= Text shown =
-----
E.J.: The two Canadians who do appear in LotP, Marius Kociejowski and Norm Sibum, you connect to F.T. Prince, to wisdom as opposed to play, to the spirit. In Canada, the ‘wise’ poets tend to connect to landscape and environment, rather than myth and history (Robert Bringhurst perhaps the sole exception who attempts to connect them all). The former haven’t made much of an impact outside of Canada, perhaps because landscape and environment are always local, whereas myth and history are more worldly. Carson fits in here, too, and perhaps Daryl Hine. Can you say something about this? And about Kociejowski and Sibum’s connection to it?
M.S.: Among the Australians A.D. Hope was among the first to make a big impact outside Australia, and he is mythical and legendary, though there is a huge amount of Australia in his writing. (It’s probably relevant to mention that he is a superb formalist also, and that tends to travel more easily than free verse.) So too with that most wonderful poet Judith Wright, whose geographies and landscapes are more and more particularly Australian until the miracle of the Ghazals, and with the abundant Les Murray for whom the visible world – and I mean world – exists. Gwen Harwood is more your playful poet, but she too found her way at least to Britain if not to North America, because of the quality of her playfulness.
-----
= Do this =
Pick up the interview about Canadian and Australian poets above after its last sentence and keep it going.

= Data block =
-----
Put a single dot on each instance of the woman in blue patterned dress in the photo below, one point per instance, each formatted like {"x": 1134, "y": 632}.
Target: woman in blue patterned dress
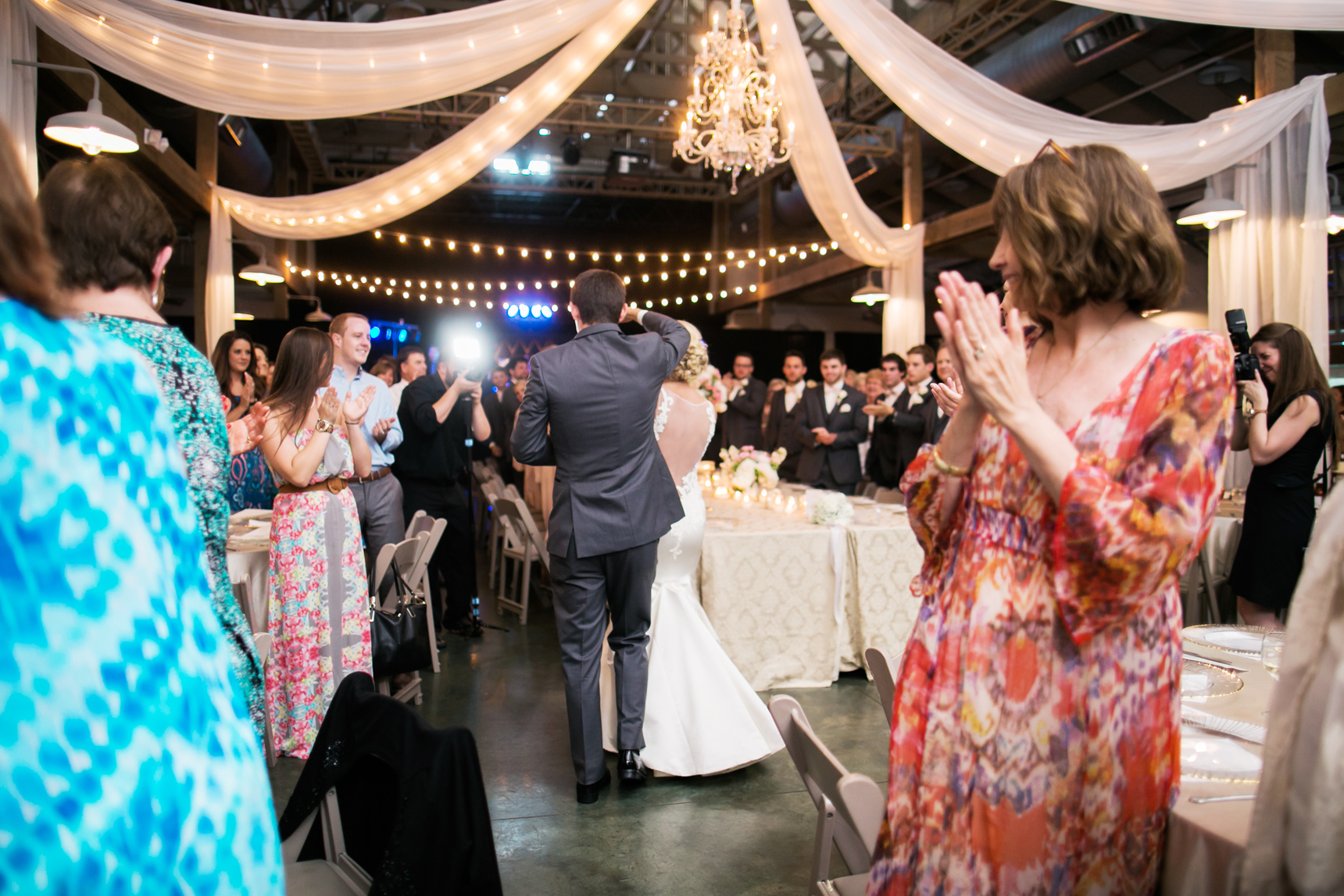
-----
= Output below =
I loved Marius Kociejowski’s poetry not because it was Canadian but because of his quite remarkable ear. Line by line it does amazing things, and he feels and thinks deeply and draws in the wake of his poems a huge amount of material rather than a birdless silence. Norm Sibum’s work I loved not because he was Canadian, which in a sense he isn’t, but because he wrote the kinds of poems I always wanted to be able to write with big narratives, differentiated voices, that were rooted in things I valued and attitudes I valued. He and I had a similar leaping off point thanks to Vietnam; he went his way and I went – another. It seldom weighed with me where poets were from, perhaps because it did not seem to weigh with them.
I think the theory that myth and legend travel further than particularity is flawed, though. The examples of Murray and Wright, or from New Zealand of Baxter, prove that it is probably the poets with the most world in them that travel best in a westward direction, to Britain and America. Walcott over Brathwaite, for example, because Walcott is full of World and Brathwaite is full of ideology and indignation. Or Ammons who never crossed the ocean as against Ashbery who swims comfortably to and fro and belongs here with Prince and Donne and Clare as much as he belongs over there.
Canada and landscape is a bit of a problem. Canada is like the United States a continental country, with everything except a tropics. The poet of Saskatoon and the poet of St John’s occupy very different landscapes and one is tempted to say very different worlds.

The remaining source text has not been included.